Extracted data entries:
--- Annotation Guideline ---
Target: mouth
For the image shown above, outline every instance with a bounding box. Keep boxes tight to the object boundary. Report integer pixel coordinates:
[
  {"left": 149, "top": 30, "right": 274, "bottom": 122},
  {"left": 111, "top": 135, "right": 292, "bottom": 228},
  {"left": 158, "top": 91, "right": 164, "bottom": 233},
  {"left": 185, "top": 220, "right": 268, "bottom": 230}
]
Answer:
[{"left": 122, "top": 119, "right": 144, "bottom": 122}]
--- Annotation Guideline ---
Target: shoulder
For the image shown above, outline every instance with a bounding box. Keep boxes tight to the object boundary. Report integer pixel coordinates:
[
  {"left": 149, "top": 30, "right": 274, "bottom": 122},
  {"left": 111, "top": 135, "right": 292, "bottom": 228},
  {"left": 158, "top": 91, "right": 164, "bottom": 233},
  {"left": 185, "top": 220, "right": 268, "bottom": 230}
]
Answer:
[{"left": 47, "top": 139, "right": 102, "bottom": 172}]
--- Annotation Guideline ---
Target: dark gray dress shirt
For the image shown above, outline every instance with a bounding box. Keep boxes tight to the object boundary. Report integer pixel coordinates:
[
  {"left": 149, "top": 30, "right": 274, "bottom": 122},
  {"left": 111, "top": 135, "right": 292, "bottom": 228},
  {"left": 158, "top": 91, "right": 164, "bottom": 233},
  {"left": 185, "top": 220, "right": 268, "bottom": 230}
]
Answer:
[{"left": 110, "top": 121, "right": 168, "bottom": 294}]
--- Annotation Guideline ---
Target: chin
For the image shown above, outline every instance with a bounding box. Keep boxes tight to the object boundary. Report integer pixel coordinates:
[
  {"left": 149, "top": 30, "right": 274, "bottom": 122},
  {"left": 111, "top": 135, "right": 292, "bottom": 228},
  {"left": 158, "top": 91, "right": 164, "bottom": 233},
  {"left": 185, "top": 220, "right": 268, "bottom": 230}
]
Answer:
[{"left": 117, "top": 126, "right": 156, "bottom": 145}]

:: The problem ::
Reproduce every line of the listing above with no changes.

:: Output of the task ::
--- Annotation Guideline ---
Target: mouth
For the image shown above, outline every instance with a bounding box. Keep boxes tight to the object boundary. Report integer pixel coordinates:
[
  {"left": 149, "top": 30, "right": 274, "bottom": 122},
  {"left": 111, "top": 135, "right": 292, "bottom": 228},
  {"left": 158, "top": 91, "right": 164, "bottom": 233},
  {"left": 185, "top": 220, "right": 268, "bottom": 230}
]
Answer:
[{"left": 122, "top": 119, "right": 144, "bottom": 122}]
--- Annotation Guideline ---
Target: shoulder
For the image shown above, outline every instance with a bounding box. Keep boxes tight to the object boundary. Report integer pixel coordinates:
[
  {"left": 149, "top": 30, "right": 274, "bottom": 122},
  {"left": 111, "top": 135, "right": 292, "bottom": 228},
  {"left": 158, "top": 91, "right": 164, "bottom": 233},
  {"left": 185, "top": 220, "right": 268, "bottom": 230}
]
Answer:
[{"left": 47, "top": 139, "right": 102, "bottom": 172}]
--- Annotation Guideline ---
Target: dark gray dress shirt
For the image shown above, outline every instance with a bounding box. Keep boxes tight to the object boundary. Report integer pixel coordinates:
[
  {"left": 149, "top": 30, "right": 274, "bottom": 122},
  {"left": 111, "top": 135, "right": 292, "bottom": 228},
  {"left": 158, "top": 91, "right": 164, "bottom": 233},
  {"left": 185, "top": 220, "right": 268, "bottom": 230}
]
Answer:
[{"left": 110, "top": 121, "right": 168, "bottom": 294}]
--- Annotation Guideline ---
Target: chin
For the image shown above, outline every instance with a bounding box. Keep boxes tight to the object boundary. Report integer pixel coordinates:
[
  {"left": 149, "top": 30, "right": 274, "bottom": 122},
  {"left": 111, "top": 135, "right": 292, "bottom": 228},
  {"left": 158, "top": 91, "right": 164, "bottom": 233},
  {"left": 185, "top": 220, "right": 268, "bottom": 230}
]
Answer:
[{"left": 117, "top": 126, "right": 156, "bottom": 145}]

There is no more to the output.